start Dataset records

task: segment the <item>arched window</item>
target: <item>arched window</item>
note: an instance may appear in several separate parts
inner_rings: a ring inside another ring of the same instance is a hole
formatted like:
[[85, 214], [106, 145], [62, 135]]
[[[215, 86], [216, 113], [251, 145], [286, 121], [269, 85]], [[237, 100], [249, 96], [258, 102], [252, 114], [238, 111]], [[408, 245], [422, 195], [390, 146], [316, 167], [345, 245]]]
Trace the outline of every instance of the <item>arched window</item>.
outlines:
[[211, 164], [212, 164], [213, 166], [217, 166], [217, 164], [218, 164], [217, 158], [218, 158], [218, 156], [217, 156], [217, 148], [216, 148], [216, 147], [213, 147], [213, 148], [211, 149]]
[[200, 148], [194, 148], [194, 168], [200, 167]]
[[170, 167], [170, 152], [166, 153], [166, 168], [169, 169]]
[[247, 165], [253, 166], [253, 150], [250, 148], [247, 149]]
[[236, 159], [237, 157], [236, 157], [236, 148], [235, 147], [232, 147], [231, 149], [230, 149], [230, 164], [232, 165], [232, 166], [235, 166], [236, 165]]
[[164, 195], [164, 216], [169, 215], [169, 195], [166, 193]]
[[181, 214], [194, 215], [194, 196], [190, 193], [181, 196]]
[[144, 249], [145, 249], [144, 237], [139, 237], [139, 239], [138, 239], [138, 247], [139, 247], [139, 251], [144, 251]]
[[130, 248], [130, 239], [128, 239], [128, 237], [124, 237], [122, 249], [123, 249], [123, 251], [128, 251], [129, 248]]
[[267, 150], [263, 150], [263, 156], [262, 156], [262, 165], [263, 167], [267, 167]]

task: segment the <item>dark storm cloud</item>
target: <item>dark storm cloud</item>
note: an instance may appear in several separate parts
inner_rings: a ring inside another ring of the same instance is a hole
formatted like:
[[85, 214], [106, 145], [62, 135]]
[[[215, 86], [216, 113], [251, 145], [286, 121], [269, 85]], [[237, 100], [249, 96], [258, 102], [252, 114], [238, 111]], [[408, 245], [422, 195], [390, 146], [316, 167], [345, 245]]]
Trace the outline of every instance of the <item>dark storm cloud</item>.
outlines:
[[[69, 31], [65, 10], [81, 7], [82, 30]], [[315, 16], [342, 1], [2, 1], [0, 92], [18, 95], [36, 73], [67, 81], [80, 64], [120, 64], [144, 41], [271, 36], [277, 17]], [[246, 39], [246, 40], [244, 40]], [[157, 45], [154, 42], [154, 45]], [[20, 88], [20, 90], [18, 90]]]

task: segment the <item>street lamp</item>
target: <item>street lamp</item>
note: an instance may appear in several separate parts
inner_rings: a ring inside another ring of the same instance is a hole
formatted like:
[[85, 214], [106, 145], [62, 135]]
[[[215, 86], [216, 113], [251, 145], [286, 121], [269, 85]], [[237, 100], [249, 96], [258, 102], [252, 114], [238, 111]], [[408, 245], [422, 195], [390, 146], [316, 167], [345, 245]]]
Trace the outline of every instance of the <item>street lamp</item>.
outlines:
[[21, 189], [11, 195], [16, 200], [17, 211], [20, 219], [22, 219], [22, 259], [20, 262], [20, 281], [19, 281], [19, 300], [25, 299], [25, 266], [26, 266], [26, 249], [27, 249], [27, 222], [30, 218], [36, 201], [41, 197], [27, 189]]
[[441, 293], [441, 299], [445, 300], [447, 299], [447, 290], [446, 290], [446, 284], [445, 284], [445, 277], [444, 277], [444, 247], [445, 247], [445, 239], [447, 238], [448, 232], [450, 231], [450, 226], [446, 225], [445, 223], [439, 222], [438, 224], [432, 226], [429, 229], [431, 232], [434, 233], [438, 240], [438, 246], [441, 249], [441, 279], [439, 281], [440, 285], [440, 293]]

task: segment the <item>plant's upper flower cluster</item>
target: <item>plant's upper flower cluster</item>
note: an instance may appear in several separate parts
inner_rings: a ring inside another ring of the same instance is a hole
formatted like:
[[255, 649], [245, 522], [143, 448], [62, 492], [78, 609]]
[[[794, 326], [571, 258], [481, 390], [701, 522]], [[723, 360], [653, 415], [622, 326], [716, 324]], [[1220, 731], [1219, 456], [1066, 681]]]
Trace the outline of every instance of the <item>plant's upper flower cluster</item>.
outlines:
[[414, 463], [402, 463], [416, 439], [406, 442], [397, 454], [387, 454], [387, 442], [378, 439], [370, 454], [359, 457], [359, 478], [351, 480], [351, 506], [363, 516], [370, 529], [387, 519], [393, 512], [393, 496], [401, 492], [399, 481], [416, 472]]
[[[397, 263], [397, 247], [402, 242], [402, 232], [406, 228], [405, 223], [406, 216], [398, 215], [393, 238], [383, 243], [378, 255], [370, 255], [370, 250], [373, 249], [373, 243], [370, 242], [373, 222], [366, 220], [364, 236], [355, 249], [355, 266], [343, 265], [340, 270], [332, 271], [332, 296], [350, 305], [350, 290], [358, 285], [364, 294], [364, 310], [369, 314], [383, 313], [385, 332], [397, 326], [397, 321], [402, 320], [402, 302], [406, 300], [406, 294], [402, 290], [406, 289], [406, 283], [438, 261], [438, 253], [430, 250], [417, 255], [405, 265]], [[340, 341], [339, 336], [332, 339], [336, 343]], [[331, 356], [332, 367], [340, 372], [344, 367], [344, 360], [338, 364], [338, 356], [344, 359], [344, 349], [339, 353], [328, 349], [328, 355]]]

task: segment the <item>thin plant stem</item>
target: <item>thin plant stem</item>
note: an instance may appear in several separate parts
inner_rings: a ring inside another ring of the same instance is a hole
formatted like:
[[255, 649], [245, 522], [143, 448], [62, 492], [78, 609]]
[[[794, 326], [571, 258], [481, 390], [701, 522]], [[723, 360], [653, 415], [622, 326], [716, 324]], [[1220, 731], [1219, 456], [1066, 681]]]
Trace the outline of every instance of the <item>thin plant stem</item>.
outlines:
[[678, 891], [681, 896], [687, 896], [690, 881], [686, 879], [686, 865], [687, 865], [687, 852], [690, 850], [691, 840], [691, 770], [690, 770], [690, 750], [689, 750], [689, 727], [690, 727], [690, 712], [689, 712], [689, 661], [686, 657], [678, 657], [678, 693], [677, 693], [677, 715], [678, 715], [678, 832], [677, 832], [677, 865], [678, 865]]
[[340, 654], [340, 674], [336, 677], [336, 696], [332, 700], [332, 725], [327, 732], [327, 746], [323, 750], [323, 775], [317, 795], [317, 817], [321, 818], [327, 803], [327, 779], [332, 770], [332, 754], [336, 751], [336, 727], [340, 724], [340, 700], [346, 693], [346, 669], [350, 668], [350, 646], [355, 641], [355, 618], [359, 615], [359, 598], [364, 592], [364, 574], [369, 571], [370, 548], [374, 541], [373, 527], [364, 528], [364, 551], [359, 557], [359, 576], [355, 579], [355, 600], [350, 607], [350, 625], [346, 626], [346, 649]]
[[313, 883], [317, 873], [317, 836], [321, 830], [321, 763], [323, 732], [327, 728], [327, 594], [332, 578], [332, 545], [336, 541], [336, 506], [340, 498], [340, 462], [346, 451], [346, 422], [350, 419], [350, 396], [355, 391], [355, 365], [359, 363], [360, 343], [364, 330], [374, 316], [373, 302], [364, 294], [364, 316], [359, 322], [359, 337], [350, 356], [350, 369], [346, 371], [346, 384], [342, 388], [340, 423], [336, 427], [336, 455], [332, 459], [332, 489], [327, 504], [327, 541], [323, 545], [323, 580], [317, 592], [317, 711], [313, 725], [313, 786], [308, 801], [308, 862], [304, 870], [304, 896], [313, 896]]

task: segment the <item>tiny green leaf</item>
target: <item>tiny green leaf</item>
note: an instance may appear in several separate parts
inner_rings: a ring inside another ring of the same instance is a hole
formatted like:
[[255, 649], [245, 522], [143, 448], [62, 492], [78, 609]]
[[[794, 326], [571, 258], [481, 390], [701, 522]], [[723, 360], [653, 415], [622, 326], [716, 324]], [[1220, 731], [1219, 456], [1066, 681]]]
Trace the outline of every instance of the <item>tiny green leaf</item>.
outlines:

end Dataset records

- _Task_:
Copy out the lines between the one holding "task: segment the <item>street lamp</item>" and the one holding "285], [440, 293]]", inclusive, exactly as they appear.

- _Completed exercise_:
task: segment the <item>street lamp</item>
target: <item>street lamp</item>
note: an instance may appear in several separate parts
inner_rings: a ring inside another ring of the same instance is a hole
formatted like:
[[85, 214], [106, 145], [62, 135]]
[[[215, 86], [216, 113], [251, 145], [286, 121], [269, 85]], [[237, 100], [249, 96], [258, 102], [252, 114], [238, 111]], [[408, 245], [422, 195], [390, 146], [316, 167], [345, 245]]]
Trace the outline of every instance of the <item>street lamp</item>.
outlines:
[[21, 189], [11, 195], [16, 200], [17, 211], [20, 219], [22, 219], [22, 259], [20, 262], [20, 281], [19, 281], [19, 300], [25, 299], [25, 266], [26, 266], [26, 249], [27, 249], [27, 222], [30, 218], [36, 201], [41, 197], [27, 189]]
[[441, 293], [441, 299], [445, 300], [447, 299], [447, 290], [446, 290], [446, 284], [445, 284], [445, 277], [444, 277], [444, 247], [445, 247], [445, 239], [447, 238], [448, 232], [450, 231], [450, 226], [446, 225], [445, 223], [439, 222], [438, 224], [432, 226], [429, 229], [431, 232], [434, 233], [438, 240], [438, 246], [441, 249], [441, 279], [439, 281], [440, 285], [440, 293]]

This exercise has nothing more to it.